[The problem]:
Every entry, from first to last, is to be written out exactly.

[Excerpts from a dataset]

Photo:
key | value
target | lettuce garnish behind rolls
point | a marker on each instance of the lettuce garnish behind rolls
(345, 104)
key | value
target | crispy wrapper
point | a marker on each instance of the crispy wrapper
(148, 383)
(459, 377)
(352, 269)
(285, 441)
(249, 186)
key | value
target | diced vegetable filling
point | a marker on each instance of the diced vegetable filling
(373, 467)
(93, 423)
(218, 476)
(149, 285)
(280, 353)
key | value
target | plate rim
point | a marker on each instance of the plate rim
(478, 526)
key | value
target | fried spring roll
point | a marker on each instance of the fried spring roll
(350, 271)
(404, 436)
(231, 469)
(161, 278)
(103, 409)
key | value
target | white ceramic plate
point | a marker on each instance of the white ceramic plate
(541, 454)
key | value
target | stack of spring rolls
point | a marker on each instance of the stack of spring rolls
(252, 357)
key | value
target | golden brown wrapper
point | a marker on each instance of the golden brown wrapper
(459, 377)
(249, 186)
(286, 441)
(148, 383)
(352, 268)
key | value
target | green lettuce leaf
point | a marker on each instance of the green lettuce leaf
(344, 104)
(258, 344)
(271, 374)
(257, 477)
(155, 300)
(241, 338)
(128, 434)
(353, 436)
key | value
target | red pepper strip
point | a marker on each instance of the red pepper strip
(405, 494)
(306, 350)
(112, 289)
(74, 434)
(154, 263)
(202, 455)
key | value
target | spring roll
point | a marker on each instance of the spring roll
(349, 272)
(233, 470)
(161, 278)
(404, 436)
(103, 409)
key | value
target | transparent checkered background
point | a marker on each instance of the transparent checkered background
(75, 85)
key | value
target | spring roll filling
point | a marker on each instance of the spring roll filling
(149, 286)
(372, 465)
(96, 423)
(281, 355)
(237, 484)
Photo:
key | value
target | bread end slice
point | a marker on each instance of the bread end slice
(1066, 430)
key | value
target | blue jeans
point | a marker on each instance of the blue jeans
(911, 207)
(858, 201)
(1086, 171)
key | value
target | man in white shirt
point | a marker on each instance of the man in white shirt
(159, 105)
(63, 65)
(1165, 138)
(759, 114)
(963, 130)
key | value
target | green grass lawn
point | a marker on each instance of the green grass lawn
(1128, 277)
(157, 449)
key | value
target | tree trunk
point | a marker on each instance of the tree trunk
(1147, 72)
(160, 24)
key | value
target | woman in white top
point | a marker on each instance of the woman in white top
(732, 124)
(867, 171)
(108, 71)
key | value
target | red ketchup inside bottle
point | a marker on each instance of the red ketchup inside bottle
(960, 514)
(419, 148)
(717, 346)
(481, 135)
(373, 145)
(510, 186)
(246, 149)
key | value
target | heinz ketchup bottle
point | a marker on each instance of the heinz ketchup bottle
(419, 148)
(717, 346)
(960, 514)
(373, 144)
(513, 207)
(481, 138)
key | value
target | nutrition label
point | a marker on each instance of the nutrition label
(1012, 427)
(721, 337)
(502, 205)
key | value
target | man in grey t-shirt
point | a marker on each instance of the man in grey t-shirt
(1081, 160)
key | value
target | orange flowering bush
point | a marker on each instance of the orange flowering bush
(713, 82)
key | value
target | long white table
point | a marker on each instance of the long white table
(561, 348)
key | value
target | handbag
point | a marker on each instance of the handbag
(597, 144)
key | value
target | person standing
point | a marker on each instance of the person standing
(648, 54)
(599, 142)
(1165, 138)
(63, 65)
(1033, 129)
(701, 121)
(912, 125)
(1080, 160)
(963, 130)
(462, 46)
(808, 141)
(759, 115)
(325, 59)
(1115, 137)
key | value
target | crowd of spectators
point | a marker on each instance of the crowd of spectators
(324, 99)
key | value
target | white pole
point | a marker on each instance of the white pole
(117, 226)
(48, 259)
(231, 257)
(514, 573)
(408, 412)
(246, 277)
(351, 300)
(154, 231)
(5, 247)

[Solution to this task]:
Photo:
key | value
target | lettuce garnish behind rolls
point | a marker on each instance of the lettuce garnish behind rolls
(345, 104)
key | value
target | crispy wrapper
point | a marker on each instance of the crispy wrapper
(148, 383)
(459, 377)
(352, 269)
(285, 441)
(249, 186)
key | value
target | diced vegetable filling
point | a marker on each instance of the diced vegetable filling
(373, 467)
(93, 423)
(218, 476)
(149, 285)
(280, 353)
key | value
target | plate rim
point | a marker on each instance of the plate rim
(478, 526)
key | value
target | fried spring roll
point | a marker on each instance of the fried spring roll
(350, 271)
(404, 436)
(231, 469)
(161, 278)
(103, 409)
key | value
target | white ceramic plate
point | a marker on each instance of the white ceramic plate
(541, 454)
key | value
target | stack of spring rolls
point | a marker on each instance of the stack of spring rolls
(252, 357)
key | value
target | golden brown wrapper
point | a marker on each instance of the golden brown wrapper
(459, 377)
(249, 186)
(286, 441)
(148, 383)
(352, 268)
key | value
target | green lettuce leaf
point | a marker on each instance of the green lettuce leaf
(344, 104)
(258, 344)
(271, 374)
(257, 477)
(155, 300)
(241, 338)
(128, 434)
(353, 436)
key | value
target | red pepper strip
point | a marker on each instance of the red pepper strip
(405, 494)
(306, 350)
(112, 289)
(74, 434)
(154, 263)
(202, 455)
key | value
target | spring roll
point | a marker on each instance of the spring roll
(349, 272)
(233, 470)
(161, 278)
(404, 436)
(103, 409)
key | value
target | transparent checkered background
point | a marker on each instance of the transparent checkered background
(75, 85)
key | value
target | spring roll filling
point | a marker on each instance of the spring roll filling
(149, 286)
(372, 465)
(96, 423)
(281, 355)
(237, 484)
Photo:
key | value
target | bread end slice
point | a marker on each instance of the bread end slice
(1066, 430)
key | value
target | blue jeans
point | a marker on each instance of the blue jeans
(911, 207)
(858, 201)
(1086, 171)
key | value
target | man in white shirt
point | a marker on each instance of the man in white shirt
(159, 105)
(63, 65)
(1165, 138)
(759, 114)
(963, 130)
key | value
target | green grass lawn
point | a marker on each instance of the green grass lawn
(1128, 277)
(157, 449)
key | value
target | tree trunk
point | a marker on each instance of the tree trunk
(1147, 72)
(160, 24)
key | value
target | woman in white top
point | a marker on each instance of the woman in white top
(732, 124)
(867, 171)
(108, 71)
key | value
target | red ketchup inside bottle
point | a marker on each instance of the red ketchup inside bottle
(960, 514)
(419, 148)
(717, 346)
(481, 135)
(373, 145)
(510, 186)
(246, 149)
key | value
target | heinz ketchup bottle
point | a marker on each instance of the heinz ketchup bottle
(419, 148)
(717, 346)
(960, 514)
(373, 144)
(513, 207)
(481, 138)
key | value
target | nutrition label
point | a marker on each instance of the nutrition label
(1012, 427)
(721, 337)
(502, 205)
key | value
target | man in grey t-shirt
point | a marker on each instance of the man in grey t-shirt
(1081, 160)
key | value
target | orange flowering bush
point | a marker on each instance of the orange flowering bush
(713, 82)
key | value
target | long white table
point | a marker on each instance of the long white table
(561, 348)
key | value
target | handbag
point | a marker on each instance of the handbag
(597, 144)
key | value
target | person standing
point | a marker on each instance of the person standing
(648, 54)
(599, 142)
(1165, 138)
(63, 65)
(1033, 129)
(701, 121)
(912, 125)
(1080, 160)
(963, 130)
(462, 46)
(808, 141)
(759, 115)
(325, 59)
(1115, 137)
key | value
target | crowd of spectators
point | a marker on each instance of the crowd of spectators
(324, 99)
key | value
target | white pole
point | a marker on each instance of the white pole
(117, 226)
(48, 259)
(231, 257)
(514, 573)
(408, 412)
(246, 277)
(351, 300)
(154, 231)
(5, 247)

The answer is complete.